>> Begin AVAILABLE RECORDS

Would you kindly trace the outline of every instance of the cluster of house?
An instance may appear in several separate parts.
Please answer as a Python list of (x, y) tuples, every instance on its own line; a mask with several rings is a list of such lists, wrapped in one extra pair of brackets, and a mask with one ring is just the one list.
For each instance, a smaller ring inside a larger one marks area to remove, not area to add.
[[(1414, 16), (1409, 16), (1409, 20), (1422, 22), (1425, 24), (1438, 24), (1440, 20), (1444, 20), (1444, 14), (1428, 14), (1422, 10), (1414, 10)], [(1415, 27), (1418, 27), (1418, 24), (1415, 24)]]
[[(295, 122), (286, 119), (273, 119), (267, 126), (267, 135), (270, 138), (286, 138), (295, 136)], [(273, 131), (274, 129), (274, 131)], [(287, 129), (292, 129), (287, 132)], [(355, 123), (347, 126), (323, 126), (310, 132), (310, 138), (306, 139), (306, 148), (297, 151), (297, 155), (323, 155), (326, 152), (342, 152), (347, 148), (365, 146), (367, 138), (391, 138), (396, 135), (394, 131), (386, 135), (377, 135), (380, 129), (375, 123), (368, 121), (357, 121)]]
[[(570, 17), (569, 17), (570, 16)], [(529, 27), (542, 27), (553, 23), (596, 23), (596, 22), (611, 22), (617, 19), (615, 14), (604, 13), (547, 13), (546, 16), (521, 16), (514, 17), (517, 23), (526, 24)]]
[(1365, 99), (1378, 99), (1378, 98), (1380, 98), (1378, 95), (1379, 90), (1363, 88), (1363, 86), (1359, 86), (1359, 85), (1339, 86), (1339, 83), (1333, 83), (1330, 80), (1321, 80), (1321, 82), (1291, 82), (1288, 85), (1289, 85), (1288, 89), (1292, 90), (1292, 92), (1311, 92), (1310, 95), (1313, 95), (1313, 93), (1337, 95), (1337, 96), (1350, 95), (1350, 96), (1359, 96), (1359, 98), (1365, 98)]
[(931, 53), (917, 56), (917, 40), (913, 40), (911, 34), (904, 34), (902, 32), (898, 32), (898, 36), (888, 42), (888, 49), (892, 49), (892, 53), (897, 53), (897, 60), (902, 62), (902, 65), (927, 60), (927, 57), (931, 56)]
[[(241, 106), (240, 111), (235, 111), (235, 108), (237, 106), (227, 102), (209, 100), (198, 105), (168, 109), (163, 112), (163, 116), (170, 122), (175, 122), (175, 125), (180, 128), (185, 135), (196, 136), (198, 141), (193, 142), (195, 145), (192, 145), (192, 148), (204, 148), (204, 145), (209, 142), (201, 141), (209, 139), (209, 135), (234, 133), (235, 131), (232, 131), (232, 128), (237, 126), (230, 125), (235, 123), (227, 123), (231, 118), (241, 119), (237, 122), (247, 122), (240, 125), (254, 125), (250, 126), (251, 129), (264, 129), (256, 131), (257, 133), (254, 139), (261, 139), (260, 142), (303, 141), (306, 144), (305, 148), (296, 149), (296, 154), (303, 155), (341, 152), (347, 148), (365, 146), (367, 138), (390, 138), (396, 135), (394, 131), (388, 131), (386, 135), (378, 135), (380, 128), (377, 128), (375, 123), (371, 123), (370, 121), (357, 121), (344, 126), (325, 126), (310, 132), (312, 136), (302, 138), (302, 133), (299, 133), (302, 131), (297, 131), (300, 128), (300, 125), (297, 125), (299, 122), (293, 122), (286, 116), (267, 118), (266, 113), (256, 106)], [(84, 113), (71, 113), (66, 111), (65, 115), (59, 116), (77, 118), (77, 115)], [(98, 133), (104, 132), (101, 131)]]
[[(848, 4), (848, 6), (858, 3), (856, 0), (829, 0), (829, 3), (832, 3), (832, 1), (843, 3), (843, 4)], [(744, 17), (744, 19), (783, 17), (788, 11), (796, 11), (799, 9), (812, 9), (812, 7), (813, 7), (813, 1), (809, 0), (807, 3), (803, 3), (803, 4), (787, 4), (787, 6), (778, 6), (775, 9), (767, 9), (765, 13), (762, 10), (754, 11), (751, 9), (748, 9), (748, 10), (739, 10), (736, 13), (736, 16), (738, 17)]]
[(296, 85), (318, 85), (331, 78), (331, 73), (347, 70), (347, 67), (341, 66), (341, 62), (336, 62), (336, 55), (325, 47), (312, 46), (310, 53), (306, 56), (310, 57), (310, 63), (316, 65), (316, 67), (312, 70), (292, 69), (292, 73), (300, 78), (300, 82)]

>> End AVAILABLE RECORDS

■ PROBLEM DESCRIPTION:
Rewrite every line of the listing as a Markdown table with the columns Row and Line, numbering the rows and skipping any blank lines.

■ THE RESULT:
| Row | Line |
|---|---|
| 1 | Would you kindly trace the outline of every instance of the cluster of house? |
| 2 | An instance may appear in several separate parts. |
| 3 | Please answer as a Python list of (x, y) tuples, every instance on its own line; a mask with several rings is a list of such lists, wrapped in one extra pair of brackets, and a mask with one ring is just the one list. |
| 4 | For each instance, a smaller ring inside a larger one marks area to remove, not area to add. |
| 5 | [[(1414, 16), (1409, 16), (1409, 20), (1422, 22), (1425, 24), (1438, 24), (1440, 20), (1444, 20), (1444, 14), (1428, 14), (1422, 10), (1414, 10)], [(1415, 27), (1418, 27), (1418, 24), (1415, 24)]] |
| 6 | [[(295, 122), (286, 119), (273, 119), (267, 126), (267, 135), (270, 138), (286, 138), (295, 136)], [(273, 131), (274, 129), (274, 131)], [(287, 129), (292, 129), (287, 132)], [(355, 123), (347, 126), (323, 126), (310, 132), (310, 138), (306, 139), (306, 148), (297, 151), (297, 155), (323, 155), (326, 152), (342, 152), (347, 148), (365, 146), (367, 138), (391, 138), (396, 135), (394, 131), (386, 135), (377, 135), (380, 129), (375, 123), (368, 121), (357, 121)]] |
| 7 | [[(570, 17), (569, 17), (570, 16)], [(529, 27), (542, 27), (553, 23), (596, 23), (596, 22), (611, 22), (617, 19), (615, 14), (604, 13), (547, 13), (546, 16), (521, 16), (514, 17), (517, 23), (526, 24)]] |
| 8 | [(1365, 99), (1378, 99), (1378, 98), (1380, 98), (1378, 95), (1379, 90), (1363, 88), (1363, 86), (1359, 86), (1359, 85), (1339, 86), (1339, 83), (1333, 83), (1330, 80), (1321, 80), (1321, 82), (1291, 82), (1288, 85), (1289, 85), (1288, 89), (1292, 90), (1292, 92), (1311, 92), (1310, 95), (1313, 95), (1313, 93), (1337, 95), (1337, 96), (1350, 95), (1350, 96), (1359, 96), (1359, 98), (1365, 98)] |
| 9 | [(931, 53), (917, 56), (917, 40), (913, 40), (911, 34), (904, 34), (902, 32), (898, 32), (898, 36), (888, 42), (888, 49), (892, 49), (892, 53), (897, 53), (897, 60), (902, 62), (902, 65), (927, 60), (927, 57), (931, 56)] |
| 10 | [[(241, 106), (240, 111), (235, 111), (235, 108), (237, 106), (227, 102), (209, 100), (198, 105), (168, 109), (163, 112), (163, 116), (170, 122), (175, 122), (175, 125), (180, 128), (185, 135), (196, 136), (198, 141), (193, 142), (195, 145), (192, 145), (192, 148), (204, 148), (204, 145), (209, 142), (201, 141), (209, 139), (209, 135), (234, 133), (235, 131), (232, 131), (232, 128), (237, 126), (230, 125), (235, 123), (227, 123), (231, 118), (241, 119), (237, 122), (247, 122), (240, 125), (254, 125), (250, 126), (251, 129), (264, 129), (256, 131), (257, 133), (254, 139), (261, 139), (260, 142), (303, 141), (306, 144), (305, 148), (296, 149), (296, 154), (303, 155), (341, 152), (347, 148), (365, 146), (367, 138), (390, 138), (396, 135), (394, 131), (388, 131), (386, 135), (378, 135), (380, 128), (377, 128), (375, 123), (371, 123), (370, 121), (357, 121), (344, 126), (325, 126), (310, 132), (312, 136), (302, 138), (302, 133), (299, 133), (302, 131), (297, 131), (300, 128), (300, 125), (297, 125), (299, 122), (293, 122), (286, 116), (267, 118), (266, 113), (256, 106)], [(84, 113), (71, 113), (66, 111), (65, 115), (59, 116), (77, 118), (77, 115)], [(98, 133), (104, 132), (101, 131)]] |
| 11 | [[(848, 4), (848, 6), (858, 3), (856, 0), (829, 0), (829, 3), (832, 3), (832, 1), (843, 3), (843, 4)], [(744, 17), (744, 19), (783, 17), (788, 11), (796, 11), (799, 9), (812, 9), (812, 7), (813, 7), (813, 1), (809, 0), (807, 3), (803, 3), (803, 4), (787, 4), (787, 6), (778, 6), (775, 9), (767, 9), (765, 13), (762, 10), (754, 11), (751, 9), (748, 9), (748, 10), (739, 10), (736, 13), (736, 16), (738, 17)]] |
| 12 | [(296, 85), (318, 85), (331, 78), (331, 73), (347, 70), (347, 67), (341, 66), (341, 62), (336, 62), (336, 55), (325, 47), (312, 46), (310, 53), (306, 56), (310, 57), (310, 63), (316, 65), (316, 67), (312, 70), (292, 69), (292, 73), (300, 78), (300, 82)] |